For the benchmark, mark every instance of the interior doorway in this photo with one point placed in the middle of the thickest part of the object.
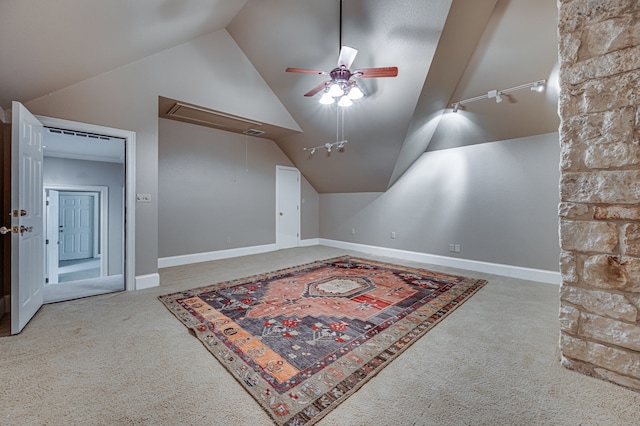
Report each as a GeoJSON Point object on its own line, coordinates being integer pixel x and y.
{"type": "Point", "coordinates": [85, 253]}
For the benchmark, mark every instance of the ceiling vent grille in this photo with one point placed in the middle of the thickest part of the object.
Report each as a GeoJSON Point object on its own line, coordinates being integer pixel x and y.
{"type": "Point", "coordinates": [253, 132]}
{"type": "Point", "coordinates": [211, 118]}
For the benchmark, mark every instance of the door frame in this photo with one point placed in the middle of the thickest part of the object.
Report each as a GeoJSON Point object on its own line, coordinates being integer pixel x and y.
{"type": "Point", "coordinates": [130, 173]}
{"type": "Point", "coordinates": [102, 193]}
{"type": "Point", "coordinates": [279, 243]}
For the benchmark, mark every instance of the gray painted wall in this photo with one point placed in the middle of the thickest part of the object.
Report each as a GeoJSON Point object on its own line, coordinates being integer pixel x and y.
{"type": "Point", "coordinates": [216, 186]}
{"type": "Point", "coordinates": [497, 200]}
{"type": "Point", "coordinates": [64, 171]}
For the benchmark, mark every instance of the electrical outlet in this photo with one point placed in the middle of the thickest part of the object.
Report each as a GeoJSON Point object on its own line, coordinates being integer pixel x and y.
{"type": "Point", "coordinates": [143, 198]}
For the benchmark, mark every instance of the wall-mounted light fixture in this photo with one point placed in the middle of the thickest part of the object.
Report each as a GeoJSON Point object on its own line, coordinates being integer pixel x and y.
{"type": "Point", "coordinates": [537, 86]}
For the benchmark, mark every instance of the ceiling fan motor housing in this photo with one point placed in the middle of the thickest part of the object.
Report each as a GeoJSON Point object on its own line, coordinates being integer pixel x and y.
{"type": "Point", "coordinates": [340, 74]}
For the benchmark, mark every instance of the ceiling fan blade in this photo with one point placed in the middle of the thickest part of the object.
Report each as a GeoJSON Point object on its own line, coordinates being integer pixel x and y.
{"type": "Point", "coordinates": [305, 71]}
{"type": "Point", "coordinates": [376, 72]}
{"type": "Point", "coordinates": [318, 88]}
{"type": "Point", "coordinates": [347, 55]}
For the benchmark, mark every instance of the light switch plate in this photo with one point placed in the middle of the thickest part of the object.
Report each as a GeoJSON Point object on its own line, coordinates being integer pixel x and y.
{"type": "Point", "coordinates": [143, 198]}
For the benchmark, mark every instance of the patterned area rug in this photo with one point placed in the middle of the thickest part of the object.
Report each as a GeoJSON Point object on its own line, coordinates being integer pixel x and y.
{"type": "Point", "coordinates": [301, 340]}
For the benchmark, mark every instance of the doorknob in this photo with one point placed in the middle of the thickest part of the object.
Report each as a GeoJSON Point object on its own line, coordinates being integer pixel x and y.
{"type": "Point", "coordinates": [4, 230]}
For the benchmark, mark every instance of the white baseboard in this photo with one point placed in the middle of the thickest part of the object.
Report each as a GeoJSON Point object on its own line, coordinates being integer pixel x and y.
{"type": "Point", "coordinates": [166, 262]}
{"type": "Point", "coordinates": [540, 275]}
{"type": "Point", "coordinates": [147, 281]}
{"type": "Point", "coordinates": [310, 242]}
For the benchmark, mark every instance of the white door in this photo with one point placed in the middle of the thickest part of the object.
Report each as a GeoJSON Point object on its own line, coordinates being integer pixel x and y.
{"type": "Point", "coordinates": [287, 207]}
{"type": "Point", "coordinates": [52, 236]}
{"type": "Point", "coordinates": [76, 227]}
{"type": "Point", "coordinates": [27, 244]}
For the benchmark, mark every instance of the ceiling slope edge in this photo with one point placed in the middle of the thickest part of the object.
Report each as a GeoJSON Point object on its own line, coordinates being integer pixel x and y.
{"type": "Point", "coordinates": [465, 24]}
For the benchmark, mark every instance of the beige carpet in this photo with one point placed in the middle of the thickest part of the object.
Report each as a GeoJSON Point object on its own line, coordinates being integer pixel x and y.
{"type": "Point", "coordinates": [123, 359]}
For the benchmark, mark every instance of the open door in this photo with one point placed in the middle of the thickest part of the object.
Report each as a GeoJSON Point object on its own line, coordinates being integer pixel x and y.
{"type": "Point", "coordinates": [27, 217]}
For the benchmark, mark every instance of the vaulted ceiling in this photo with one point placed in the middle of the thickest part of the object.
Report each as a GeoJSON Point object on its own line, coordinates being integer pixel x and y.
{"type": "Point", "coordinates": [445, 50]}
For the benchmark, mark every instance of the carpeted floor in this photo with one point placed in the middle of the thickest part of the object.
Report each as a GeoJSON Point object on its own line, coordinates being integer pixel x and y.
{"type": "Point", "coordinates": [123, 359]}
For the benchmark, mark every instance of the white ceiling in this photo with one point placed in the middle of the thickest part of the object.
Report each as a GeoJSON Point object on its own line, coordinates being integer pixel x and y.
{"type": "Point", "coordinates": [48, 45]}
{"type": "Point", "coordinates": [443, 53]}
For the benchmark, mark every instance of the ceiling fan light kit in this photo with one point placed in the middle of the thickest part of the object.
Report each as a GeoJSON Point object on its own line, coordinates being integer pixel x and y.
{"type": "Point", "coordinates": [341, 85]}
{"type": "Point", "coordinates": [536, 86]}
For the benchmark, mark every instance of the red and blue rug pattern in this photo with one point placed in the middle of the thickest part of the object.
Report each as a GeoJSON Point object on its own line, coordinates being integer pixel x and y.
{"type": "Point", "coordinates": [302, 339]}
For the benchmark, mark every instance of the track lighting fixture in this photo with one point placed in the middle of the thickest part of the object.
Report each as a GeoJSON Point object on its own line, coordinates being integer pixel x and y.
{"type": "Point", "coordinates": [537, 86]}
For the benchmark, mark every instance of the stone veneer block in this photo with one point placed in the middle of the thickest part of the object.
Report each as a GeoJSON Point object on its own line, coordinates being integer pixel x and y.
{"type": "Point", "coordinates": [569, 319]}
{"type": "Point", "coordinates": [613, 359]}
{"type": "Point", "coordinates": [605, 186]}
{"type": "Point", "coordinates": [612, 273]}
{"type": "Point", "coordinates": [568, 267]}
{"type": "Point", "coordinates": [612, 305]}
{"type": "Point", "coordinates": [599, 107]}
{"type": "Point", "coordinates": [631, 240]}
{"type": "Point", "coordinates": [588, 236]}
{"type": "Point", "coordinates": [616, 213]}
{"type": "Point", "coordinates": [607, 330]}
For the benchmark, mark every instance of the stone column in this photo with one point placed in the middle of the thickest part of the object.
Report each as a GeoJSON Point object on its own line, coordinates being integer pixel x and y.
{"type": "Point", "coordinates": [599, 52]}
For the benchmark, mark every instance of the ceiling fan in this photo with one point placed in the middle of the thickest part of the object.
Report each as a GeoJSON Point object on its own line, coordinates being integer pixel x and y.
{"type": "Point", "coordinates": [341, 84]}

Given task:
All of the data above should be quoted exactly, except for the pictures.

In response:
For the benchmark, mark every instance of the interior doorway in this photo with one point placed in the middle of the thickest part of the object.
Report each as a GeoJSON Point object on its own line, coordinates being integer pixel x and y.
{"type": "Point", "coordinates": [85, 253]}
For the benchmark, mark every instance of the ceiling vent grille in this photo with one point placed in the middle of the thickest part of the object.
Report each as a GeoJSON Point object on its own line, coordinates being integer pixel x and y.
{"type": "Point", "coordinates": [253, 132]}
{"type": "Point", "coordinates": [211, 118]}
For the benchmark, mark every instance of the door frame in this photo with one point placed in the middle of the thickest part of the object.
Report each as a GeoJSON Point object on its own line, coordinates being integer pixel x and y.
{"type": "Point", "coordinates": [130, 173]}
{"type": "Point", "coordinates": [102, 193]}
{"type": "Point", "coordinates": [279, 243]}
For the benchmark, mark every instance of the gray painted wall in this photo with one point placed in the middle of the thickest part of the object.
Report each as a GeoJSON Point object on its own line, coordinates being integer pixel x and y.
{"type": "Point", "coordinates": [216, 186]}
{"type": "Point", "coordinates": [497, 200]}
{"type": "Point", "coordinates": [64, 171]}
For the benchmark, mark every instance of the electrical outlet in this photo with one point placed in the middle of the thickest part of the object.
Report each as a GeoJSON Point object on its own line, coordinates being integer pixel x and y.
{"type": "Point", "coordinates": [143, 198]}
For the benchmark, mark every instance of the wall-mounted light fixture in this photo with one point placed in the middle of the thickest part of the object.
Report each as a GeoJSON Point object on its own line, coordinates being integer pixel x and y.
{"type": "Point", "coordinates": [537, 86]}
For the benchmark, mark every instance of the ceiling fan motor housing in this photo with one point placed in the middle of the thickest part of the object.
Report each as a GeoJSON Point object on its own line, coordinates being integer pixel x and y.
{"type": "Point", "coordinates": [340, 74]}
For the benchmark, mark every instance of the ceiling fan blade in this photo with one point placed in the middle of the thickest part of the object.
Report each as a GeoJSON Point object on its own line, coordinates being integer pixel x and y.
{"type": "Point", "coordinates": [305, 71]}
{"type": "Point", "coordinates": [376, 72]}
{"type": "Point", "coordinates": [318, 88]}
{"type": "Point", "coordinates": [347, 55]}
For the benchmark, mark every instance of the light switch plate in this photo with one point placed in the middle of the thickest part of the object.
Report each as a GeoJSON Point object on its own line, coordinates being integer pixel x and y.
{"type": "Point", "coordinates": [143, 198]}
For the benchmark, mark every instance of the patterned area rug in this photo with one point placed in the middle of the thickest part of the object.
Report each as a GeoJSON Point object on its own line, coordinates being integer pixel x and y.
{"type": "Point", "coordinates": [301, 340]}
For the benchmark, mark every instance of the doorknob in this photo with one point placed in the middle of the thickest part of the object.
Report each as a GeoJSON Point object on its own line, coordinates being integer pixel x and y.
{"type": "Point", "coordinates": [4, 230]}
For the benchmark, mark every instance of the white baseboard in this photo with one point placed in the middle of the thickest part of the object.
Report each as a GeoJSON Point object on its own line, coordinates being integer pixel x and y.
{"type": "Point", "coordinates": [166, 262]}
{"type": "Point", "coordinates": [540, 275]}
{"type": "Point", "coordinates": [147, 281]}
{"type": "Point", "coordinates": [310, 242]}
For the benchmark, mark every instance of the white door in this photo with one point placed in the middle of the thickest part of the object.
Report each as a GeoJSON Point object on its own line, coordinates being integer pixel x and y.
{"type": "Point", "coordinates": [287, 207]}
{"type": "Point", "coordinates": [52, 236]}
{"type": "Point", "coordinates": [76, 227]}
{"type": "Point", "coordinates": [27, 244]}
For the benchmark, mark every instance of the ceiling slope edge in this photo with one point placed in the middle of the thickest part of the object.
Report each as a GeoJSON Point object on its own line, coordinates being integer pixel x and y.
{"type": "Point", "coordinates": [465, 24]}
For the benchmark, mark every instance of the beige carpet in this photo with one point placed in the middle of the thickest part of the object.
Report each as a GeoJSON Point object on its own line, coordinates being integer pixel x and y.
{"type": "Point", "coordinates": [123, 359]}
For the benchmark, mark every instance of the open door in this photo with one point placed in the middle of the thickest part of the object.
Report each as a GeoJSON Point object on its own line, coordinates being integer pixel x and y.
{"type": "Point", "coordinates": [27, 217]}
For the benchmark, mark every instance of the vaulted ceiling in this photo with one point placed in the middle of the thickest part of the object.
Report each as a GeoJSON Point object on its own line, coordinates being integer pixel x and y.
{"type": "Point", "coordinates": [445, 50]}
For the benchmark, mark every instance of the carpeted floor in this photo with one point placed in the middle of the thickest part of the object.
Report each as a GeoJSON Point object on its own line, coordinates being integer pixel x and y.
{"type": "Point", "coordinates": [123, 359]}
For the benchmark, mark every instance of the white ceiling in this photo with one point placed in the middle of the thickest part of the object.
Report each as a GeoJSON Point object on its own line, coordinates being integer pixel x and y.
{"type": "Point", "coordinates": [48, 45]}
{"type": "Point", "coordinates": [443, 53]}
For the benchmark, mark every instance of the ceiling fan light kit in this photo with one point placed in the middle of the thickest part of the object.
Report each as a GeoJSON Point object on its own line, coordinates being integer pixel x and y.
{"type": "Point", "coordinates": [341, 85]}
{"type": "Point", "coordinates": [536, 86]}
For the benchmark, mark every instance of the red and blue rug pattern in this photo with one point placed in the middle of the thickest part of the object.
Report each as a GeoJSON Point object on its own line, coordinates being integer pixel x and y.
{"type": "Point", "coordinates": [302, 339]}
For the benchmark, mark every instance of the track lighting fixture in this photo with one point placed in the middle of the thickest part of the object.
Report each as a GeoJSON Point object on its own line, coordinates being integer pixel x and y.
{"type": "Point", "coordinates": [537, 86]}
For the benchmark, mark every instance of the stone veneer block in this photo with one point placed in the middle of the thickest part of the object.
Report each as a GeoJSON Point object on its own line, coordinates being integer pixel x and y.
{"type": "Point", "coordinates": [569, 319]}
{"type": "Point", "coordinates": [613, 359]}
{"type": "Point", "coordinates": [605, 186]}
{"type": "Point", "coordinates": [612, 273]}
{"type": "Point", "coordinates": [568, 267]}
{"type": "Point", "coordinates": [612, 305]}
{"type": "Point", "coordinates": [599, 107]}
{"type": "Point", "coordinates": [631, 240]}
{"type": "Point", "coordinates": [588, 236]}
{"type": "Point", "coordinates": [616, 213]}
{"type": "Point", "coordinates": [607, 330]}
For the benchmark, mark every instance of the stone column in this photo with one point placed in the middle of the thickest part of the object.
Report each as a GeoJSON Point object on its own line, coordinates being integer pixel x and y.
{"type": "Point", "coordinates": [599, 52]}
For the benchmark, mark every instance of the ceiling fan in this photo with one point placed in the middle of the thickest part of the object.
Report each as a GeoJSON Point object on its own line, coordinates being integer pixel x and y.
{"type": "Point", "coordinates": [341, 84]}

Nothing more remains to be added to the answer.